§ Your task
Render the lines below as a Markdown table with columns "Row" and "Line", starting with the line containing "Quality check round. The original labels for officer's ear" and continuing through the last line. Number the rows in order, and leave out any blank lines.

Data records
☆ ☆ ☆ ☆

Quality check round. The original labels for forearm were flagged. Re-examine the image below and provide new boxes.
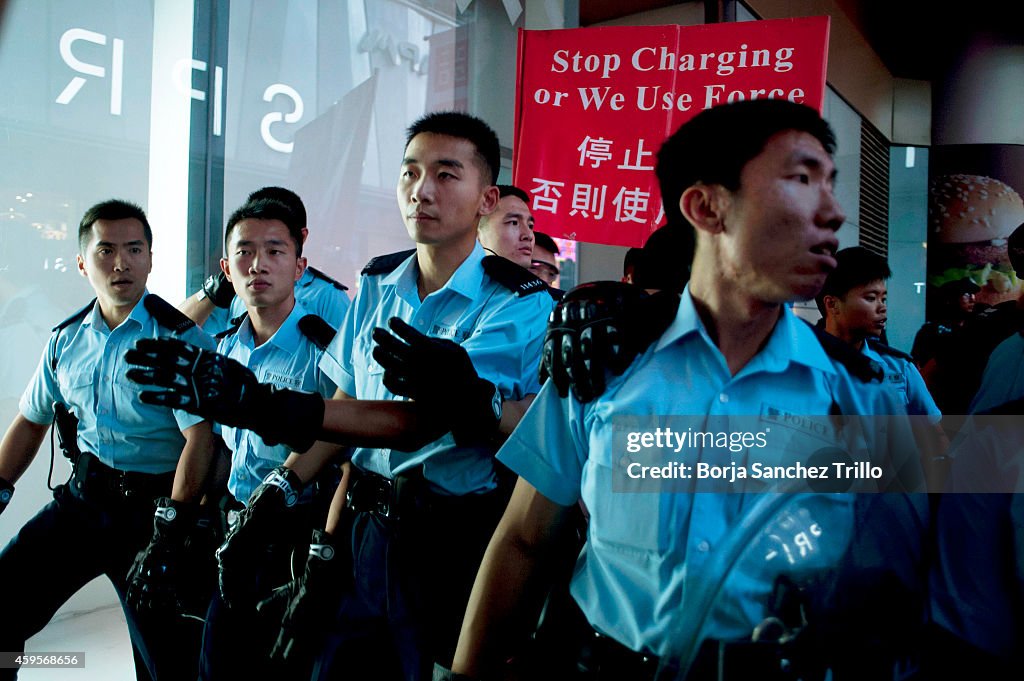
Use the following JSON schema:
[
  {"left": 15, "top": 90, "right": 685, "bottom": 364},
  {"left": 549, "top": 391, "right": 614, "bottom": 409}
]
[
  {"left": 285, "top": 441, "right": 345, "bottom": 484},
  {"left": 496, "top": 393, "right": 537, "bottom": 442},
  {"left": 178, "top": 292, "right": 214, "bottom": 327},
  {"left": 324, "top": 462, "right": 352, "bottom": 537},
  {"left": 0, "top": 414, "right": 49, "bottom": 484},
  {"left": 319, "top": 399, "right": 443, "bottom": 452},
  {"left": 452, "top": 479, "right": 567, "bottom": 678},
  {"left": 171, "top": 421, "right": 217, "bottom": 502}
]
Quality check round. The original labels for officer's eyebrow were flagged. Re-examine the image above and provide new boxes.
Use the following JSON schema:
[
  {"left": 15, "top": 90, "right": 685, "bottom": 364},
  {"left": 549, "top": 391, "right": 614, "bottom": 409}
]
[
  {"left": 401, "top": 156, "right": 466, "bottom": 170},
  {"left": 96, "top": 239, "right": 145, "bottom": 248}
]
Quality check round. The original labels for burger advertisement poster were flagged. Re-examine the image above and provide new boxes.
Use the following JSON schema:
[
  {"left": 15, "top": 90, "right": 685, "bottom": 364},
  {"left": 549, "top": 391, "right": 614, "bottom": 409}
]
[{"left": 928, "top": 144, "right": 1024, "bottom": 305}]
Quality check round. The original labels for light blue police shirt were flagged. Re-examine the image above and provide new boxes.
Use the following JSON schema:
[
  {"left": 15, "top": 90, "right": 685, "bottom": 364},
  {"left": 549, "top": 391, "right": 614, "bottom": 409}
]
[
  {"left": 322, "top": 244, "right": 551, "bottom": 495},
  {"left": 217, "top": 302, "right": 335, "bottom": 503},
  {"left": 861, "top": 339, "right": 942, "bottom": 423},
  {"left": 19, "top": 292, "right": 215, "bottom": 473},
  {"left": 968, "top": 333, "right": 1024, "bottom": 414},
  {"left": 498, "top": 287, "right": 921, "bottom": 655},
  {"left": 203, "top": 267, "right": 351, "bottom": 334}
]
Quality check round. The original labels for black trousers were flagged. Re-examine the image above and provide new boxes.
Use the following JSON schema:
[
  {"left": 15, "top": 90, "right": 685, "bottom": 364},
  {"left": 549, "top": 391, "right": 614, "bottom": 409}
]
[{"left": 0, "top": 485, "right": 202, "bottom": 681}]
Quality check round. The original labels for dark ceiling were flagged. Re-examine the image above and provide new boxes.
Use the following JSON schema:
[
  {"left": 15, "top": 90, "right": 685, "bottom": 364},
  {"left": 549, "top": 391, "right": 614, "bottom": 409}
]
[{"left": 580, "top": 0, "right": 1024, "bottom": 81}]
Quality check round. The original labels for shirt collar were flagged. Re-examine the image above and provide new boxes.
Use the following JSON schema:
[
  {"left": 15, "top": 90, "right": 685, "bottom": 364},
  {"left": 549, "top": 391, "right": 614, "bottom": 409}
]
[
  {"left": 654, "top": 284, "right": 836, "bottom": 374},
  {"left": 82, "top": 289, "right": 153, "bottom": 333},
  {"left": 381, "top": 242, "right": 486, "bottom": 299},
  {"left": 238, "top": 300, "right": 307, "bottom": 354}
]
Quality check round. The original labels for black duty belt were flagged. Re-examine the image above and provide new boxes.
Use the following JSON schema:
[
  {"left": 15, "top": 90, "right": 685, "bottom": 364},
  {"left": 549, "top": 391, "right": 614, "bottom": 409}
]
[
  {"left": 346, "top": 466, "right": 505, "bottom": 521},
  {"left": 579, "top": 631, "right": 806, "bottom": 681},
  {"left": 71, "top": 452, "right": 174, "bottom": 504}
]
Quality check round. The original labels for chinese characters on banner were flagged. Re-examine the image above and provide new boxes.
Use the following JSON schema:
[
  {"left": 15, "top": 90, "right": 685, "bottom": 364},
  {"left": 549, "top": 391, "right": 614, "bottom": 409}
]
[{"left": 512, "top": 16, "right": 828, "bottom": 246}]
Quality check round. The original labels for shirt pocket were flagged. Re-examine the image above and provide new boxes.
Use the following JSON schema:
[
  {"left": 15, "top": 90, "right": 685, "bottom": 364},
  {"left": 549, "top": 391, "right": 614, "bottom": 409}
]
[
  {"left": 56, "top": 361, "right": 96, "bottom": 413},
  {"left": 582, "top": 444, "right": 671, "bottom": 556}
]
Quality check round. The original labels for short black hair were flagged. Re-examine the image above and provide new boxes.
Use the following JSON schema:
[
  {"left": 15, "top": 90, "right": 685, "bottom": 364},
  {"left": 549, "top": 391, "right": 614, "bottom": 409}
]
[
  {"left": 1007, "top": 222, "right": 1024, "bottom": 276},
  {"left": 224, "top": 199, "right": 302, "bottom": 257},
  {"left": 78, "top": 199, "right": 153, "bottom": 253},
  {"left": 406, "top": 112, "right": 502, "bottom": 184},
  {"left": 633, "top": 223, "right": 693, "bottom": 293},
  {"left": 498, "top": 184, "right": 529, "bottom": 206},
  {"left": 246, "top": 186, "right": 306, "bottom": 229},
  {"left": 534, "top": 229, "right": 561, "bottom": 255},
  {"left": 814, "top": 246, "right": 893, "bottom": 316},
  {"left": 654, "top": 99, "right": 836, "bottom": 225}
]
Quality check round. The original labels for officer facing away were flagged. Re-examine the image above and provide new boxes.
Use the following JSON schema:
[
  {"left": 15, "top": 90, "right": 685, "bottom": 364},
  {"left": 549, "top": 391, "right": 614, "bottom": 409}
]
[
  {"left": 0, "top": 200, "right": 213, "bottom": 679},
  {"left": 444, "top": 100, "right": 927, "bottom": 679},
  {"left": 129, "top": 113, "right": 551, "bottom": 680}
]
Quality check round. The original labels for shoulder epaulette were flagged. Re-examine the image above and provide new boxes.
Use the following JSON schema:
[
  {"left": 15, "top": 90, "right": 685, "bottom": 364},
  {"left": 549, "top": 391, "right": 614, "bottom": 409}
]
[
  {"left": 299, "top": 314, "right": 338, "bottom": 350},
  {"left": 808, "top": 323, "right": 885, "bottom": 383},
  {"left": 142, "top": 293, "right": 196, "bottom": 334},
  {"left": 864, "top": 338, "right": 913, "bottom": 363},
  {"left": 50, "top": 298, "right": 96, "bottom": 331},
  {"left": 213, "top": 312, "right": 243, "bottom": 340},
  {"left": 481, "top": 255, "right": 548, "bottom": 296},
  {"left": 359, "top": 248, "right": 416, "bottom": 274},
  {"left": 306, "top": 267, "right": 348, "bottom": 291}
]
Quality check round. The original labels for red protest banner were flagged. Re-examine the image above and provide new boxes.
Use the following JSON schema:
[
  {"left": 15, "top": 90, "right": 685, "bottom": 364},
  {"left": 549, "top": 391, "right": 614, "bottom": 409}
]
[{"left": 512, "top": 16, "right": 828, "bottom": 246}]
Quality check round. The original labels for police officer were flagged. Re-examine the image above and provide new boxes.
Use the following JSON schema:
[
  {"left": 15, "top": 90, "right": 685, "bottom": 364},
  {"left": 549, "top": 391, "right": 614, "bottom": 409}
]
[
  {"left": 437, "top": 100, "right": 927, "bottom": 679},
  {"left": 814, "top": 246, "right": 942, "bottom": 423},
  {"left": 187, "top": 199, "right": 335, "bottom": 679},
  {"left": 0, "top": 200, "right": 213, "bottom": 679},
  {"left": 124, "top": 113, "right": 551, "bottom": 679},
  {"left": 178, "top": 186, "right": 350, "bottom": 334}
]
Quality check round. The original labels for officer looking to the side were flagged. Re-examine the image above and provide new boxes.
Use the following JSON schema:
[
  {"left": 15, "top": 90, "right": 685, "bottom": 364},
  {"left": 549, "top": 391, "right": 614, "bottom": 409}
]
[
  {"left": 129, "top": 112, "right": 551, "bottom": 680},
  {"left": 174, "top": 193, "right": 336, "bottom": 679},
  {"left": 178, "top": 186, "right": 350, "bottom": 334},
  {"left": 435, "top": 100, "right": 927, "bottom": 679},
  {"left": 814, "top": 246, "right": 942, "bottom": 422},
  {"left": 0, "top": 200, "right": 213, "bottom": 681},
  {"left": 477, "top": 184, "right": 534, "bottom": 269}
]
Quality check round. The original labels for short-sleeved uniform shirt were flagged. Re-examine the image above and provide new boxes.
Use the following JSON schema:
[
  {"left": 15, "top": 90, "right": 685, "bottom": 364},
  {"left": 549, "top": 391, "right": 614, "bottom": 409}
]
[
  {"left": 217, "top": 302, "right": 335, "bottom": 503},
  {"left": 19, "top": 293, "right": 215, "bottom": 473},
  {"left": 498, "top": 288, "right": 921, "bottom": 655},
  {"left": 203, "top": 267, "right": 351, "bottom": 334},
  {"left": 862, "top": 339, "right": 942, "bottom": 422},
  {"left": 322, "top": 244, "right": 552, "bottom": 495}
]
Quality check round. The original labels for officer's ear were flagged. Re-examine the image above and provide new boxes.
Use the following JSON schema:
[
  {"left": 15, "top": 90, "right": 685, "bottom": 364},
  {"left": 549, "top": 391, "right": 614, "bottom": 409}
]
[
  {"left": 679, "top": 182, "right": 727, "bottom": 233},
  {"left": 477, "top": 184, "right": 501, "bottom": 217}
]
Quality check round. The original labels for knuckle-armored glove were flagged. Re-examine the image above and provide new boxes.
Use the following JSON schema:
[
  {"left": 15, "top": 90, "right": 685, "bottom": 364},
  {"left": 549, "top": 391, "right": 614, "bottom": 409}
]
[
  {"left": 257, "top": 529, "right": 352, "bottom": 663},
  {"left": 125, "top": 338, "right": 324, "bottom": 453},
  {"left": 0, "top": 477, "right": 14, "bottom": 513},
  {"left": 373, "top": 317, "right": 502, "bottom": 445},
  {"left": 127, "top": 497, "right": 197, "bottom": 615},
  {"left": 541, "top": 282, "right": 679, "bottom": 402},
  {"left": 216, "top": 466, "right": 302, "bottom": 607},
  {"left": 203, "top": 272, "right": 234, "bottom": 309}
]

☆ ☆ ☆ ☆

§ Written solution
| Row | Line |
|---|---|
| 1 | Quality check round. The original labels for officer's ear were flagged. Re-examine the image above and provide new boxes. |
| 2 | Use the following JSON schema: |
| 3 | [ |
| 4 |   {"left": 15, "top": 90, "right": 685, "bottom": 364}, |
| 5 |   {"left": 549, "top": 391, "right": 614, "bottom": 409} |
| 6 | ] |
| 7 | [ |
| 8 |   {"left": 679, "top": 182, "right": 727, "bottom": 233}, |
| 9 |   {"left": 477, "top": 184, "right": 501, "bottom": 217} |
| 10 | ] |
| 11 | Quality check round. The original labels for knuckle-armored glove were flagged. Re-examine the image above and provide new boxes. |
| 12 | Use the following JSON schema: |
| 13 | [ |
| 14 |   {"left": 15, "top": 90, "right": 685, "bottom": 364}, |
| 15 |   {"left": 549, "top": 391, "right": 614, "bottom": 409} |
| 16 | ] |
| 17 | [ |
| 18 |   {"left": 257, "top": 529, "right": 352, "bottom": 663}, |
| 19 |   {"left": 125, "top": 338, "right": 324, "bottom": 453}, |
| 20 |   {"left": 0, "top": 477, "right": 14, "bottom": 513}, |
| 21 |   {"left": 373, "top": 317, "right": 502, "bottom": 445}, |
| 22 |   {"left": 127, "top": 497, "right": 197, "bottom": 615}, |
| 23 |   {"left": 541, "top": 282, "right": 679, "bottom": 402}, |
| 24 |   {"left": 216, "top": 466, "right": 302, "bottom": 607}, |
| 25 |   {"left": 203, "top": 272, "right": 234, "bottom": 309} |
| 26 | ] |